Start of SELECTED EXTRACT
We’ve lived almost every day of the last two and half years with the sound of my son having a seizure. Usually, in the early morning, the distinctive sound my son creates as his body tenses and contorts echoes through the halls until it reaches my ears and stirs me from my sleep. For two and a half years I have been on guard, listening for that sound that served as an alarm calling in the dark. I’ve spent most nights periodically waking to watch and listen to the video monitor. This has been our routine. This has been our life.
When his seizures started, I would rush to his room with every seizure and lay with him until he fell back to sleep. Sometimes I would catch another seizure when it started. It was somehow comforting being there with him when they happened, from beginning to end. To hold him, to rub his head, and to let him know that I was there and that it would be over soon and that he would be okay.
As time went on, my son started putting himself back to sleep before I could reach him. I started watching the monitor as he came out of a seizure to see if he needed me. More and more, he would simply turn over, pull the blankets back up to cover his body and fall back to sleep. As much as I liked being there with him during a seizure, the new arrangement gave me a few extra minutes of sleep.
End of SELECTED EXTRACT
Start of SOURCE DATA
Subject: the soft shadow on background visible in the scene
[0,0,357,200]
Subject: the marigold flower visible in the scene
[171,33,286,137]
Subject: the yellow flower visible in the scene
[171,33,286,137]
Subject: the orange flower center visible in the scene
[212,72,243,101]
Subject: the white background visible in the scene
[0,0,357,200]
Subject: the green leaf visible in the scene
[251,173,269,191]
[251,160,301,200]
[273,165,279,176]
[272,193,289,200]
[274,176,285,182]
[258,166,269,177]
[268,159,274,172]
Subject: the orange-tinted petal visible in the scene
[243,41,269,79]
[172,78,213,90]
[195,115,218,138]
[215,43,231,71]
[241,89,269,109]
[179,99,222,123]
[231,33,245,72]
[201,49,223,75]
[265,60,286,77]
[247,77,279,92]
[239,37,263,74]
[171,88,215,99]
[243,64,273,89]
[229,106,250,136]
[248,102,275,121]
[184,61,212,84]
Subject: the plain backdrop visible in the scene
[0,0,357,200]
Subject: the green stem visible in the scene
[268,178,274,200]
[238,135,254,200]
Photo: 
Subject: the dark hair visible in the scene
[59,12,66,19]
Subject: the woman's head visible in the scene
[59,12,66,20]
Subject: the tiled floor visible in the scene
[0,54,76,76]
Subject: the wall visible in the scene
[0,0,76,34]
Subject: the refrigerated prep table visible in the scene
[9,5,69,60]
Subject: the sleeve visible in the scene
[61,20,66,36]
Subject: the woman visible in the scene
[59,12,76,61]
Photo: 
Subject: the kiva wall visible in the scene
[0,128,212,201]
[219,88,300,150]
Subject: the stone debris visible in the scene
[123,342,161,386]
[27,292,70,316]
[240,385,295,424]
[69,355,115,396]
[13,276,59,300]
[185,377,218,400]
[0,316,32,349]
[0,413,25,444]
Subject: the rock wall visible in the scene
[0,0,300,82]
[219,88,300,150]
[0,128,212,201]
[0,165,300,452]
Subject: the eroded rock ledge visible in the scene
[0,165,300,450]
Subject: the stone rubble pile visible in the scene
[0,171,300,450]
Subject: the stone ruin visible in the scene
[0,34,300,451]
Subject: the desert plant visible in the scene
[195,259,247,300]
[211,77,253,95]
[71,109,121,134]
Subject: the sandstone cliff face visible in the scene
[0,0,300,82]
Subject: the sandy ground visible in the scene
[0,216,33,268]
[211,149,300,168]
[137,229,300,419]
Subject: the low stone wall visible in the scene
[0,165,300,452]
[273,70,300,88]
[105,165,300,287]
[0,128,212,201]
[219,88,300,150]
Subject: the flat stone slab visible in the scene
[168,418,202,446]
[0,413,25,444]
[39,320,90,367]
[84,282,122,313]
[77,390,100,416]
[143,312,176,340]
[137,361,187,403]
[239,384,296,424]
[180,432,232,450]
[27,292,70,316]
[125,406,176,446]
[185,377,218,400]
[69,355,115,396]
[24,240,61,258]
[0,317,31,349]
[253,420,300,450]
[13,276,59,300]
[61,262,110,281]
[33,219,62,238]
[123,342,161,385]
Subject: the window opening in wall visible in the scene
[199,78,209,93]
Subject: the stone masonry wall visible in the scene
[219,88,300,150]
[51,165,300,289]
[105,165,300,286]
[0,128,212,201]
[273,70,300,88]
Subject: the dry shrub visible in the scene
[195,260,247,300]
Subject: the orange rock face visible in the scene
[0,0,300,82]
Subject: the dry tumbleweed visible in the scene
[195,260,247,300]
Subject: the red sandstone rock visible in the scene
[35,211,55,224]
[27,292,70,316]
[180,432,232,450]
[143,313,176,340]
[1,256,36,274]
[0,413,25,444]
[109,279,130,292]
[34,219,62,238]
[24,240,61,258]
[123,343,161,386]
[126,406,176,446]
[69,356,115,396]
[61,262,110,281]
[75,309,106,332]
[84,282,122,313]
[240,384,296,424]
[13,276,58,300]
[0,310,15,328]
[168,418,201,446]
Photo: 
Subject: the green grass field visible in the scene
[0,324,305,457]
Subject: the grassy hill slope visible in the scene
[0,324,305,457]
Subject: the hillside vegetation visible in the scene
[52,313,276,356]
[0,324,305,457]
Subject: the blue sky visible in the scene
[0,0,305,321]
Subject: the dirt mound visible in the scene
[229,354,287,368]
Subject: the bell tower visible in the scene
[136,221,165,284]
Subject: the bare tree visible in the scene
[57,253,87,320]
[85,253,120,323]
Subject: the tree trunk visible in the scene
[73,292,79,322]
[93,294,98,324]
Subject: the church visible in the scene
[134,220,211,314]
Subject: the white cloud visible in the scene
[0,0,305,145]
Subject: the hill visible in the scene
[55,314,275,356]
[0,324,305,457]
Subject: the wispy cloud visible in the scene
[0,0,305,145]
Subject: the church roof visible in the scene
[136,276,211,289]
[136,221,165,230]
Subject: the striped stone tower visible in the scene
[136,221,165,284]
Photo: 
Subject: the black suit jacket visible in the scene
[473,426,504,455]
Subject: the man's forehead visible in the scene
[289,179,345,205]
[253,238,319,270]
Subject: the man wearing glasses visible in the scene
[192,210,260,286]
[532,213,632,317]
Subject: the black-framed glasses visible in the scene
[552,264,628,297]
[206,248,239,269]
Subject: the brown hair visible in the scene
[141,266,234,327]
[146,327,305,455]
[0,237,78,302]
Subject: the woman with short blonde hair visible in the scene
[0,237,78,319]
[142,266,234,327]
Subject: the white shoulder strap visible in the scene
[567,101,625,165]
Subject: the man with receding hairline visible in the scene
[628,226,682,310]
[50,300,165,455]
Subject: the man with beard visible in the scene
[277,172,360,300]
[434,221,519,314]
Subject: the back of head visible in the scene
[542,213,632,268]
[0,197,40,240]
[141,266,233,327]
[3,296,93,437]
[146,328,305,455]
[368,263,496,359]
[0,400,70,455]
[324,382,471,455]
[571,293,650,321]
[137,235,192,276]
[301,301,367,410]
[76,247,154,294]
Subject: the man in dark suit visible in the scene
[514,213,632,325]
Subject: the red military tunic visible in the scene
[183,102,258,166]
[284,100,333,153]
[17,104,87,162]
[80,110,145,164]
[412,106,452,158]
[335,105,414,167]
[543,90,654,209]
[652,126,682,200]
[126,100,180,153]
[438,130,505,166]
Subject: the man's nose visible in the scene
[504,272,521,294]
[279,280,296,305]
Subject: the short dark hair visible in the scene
End of SOURCE DATA
▶ _ASSIGNED TASK A_
In the account of the son's seizures, what time of day do the seizures usually happen?
▶ _ASSIGNED TASK B_
Return everything in the seizure account from "When his seizures" down to "minutes of sleep.".

▶ _WRITTEN RESPONSE A_
In the early morning.

▶ _WRITTEN RESPONSE B_
When his seizures started, I would rush to his room with every seizure and lay with him until he fell back to sleep. Sometimes I would catch another seizure when it started. It was somehow comforting being there with him when they happened, from beginning to end. To hold him, to rub his head, and to let him know that I was there and that it would be over soon and that he would be okay.
As time went on, my son started putting himself back to sleep before I could reach him. I started watching the monitor as he came out of a seizure to see if he needed me. More and more, he would simply turn over, pull the blankets back up to cover his body and fall back to sleep. As much as I liked being there with him during a seizure, the new arrangement gave me a few extra minutes of sleep.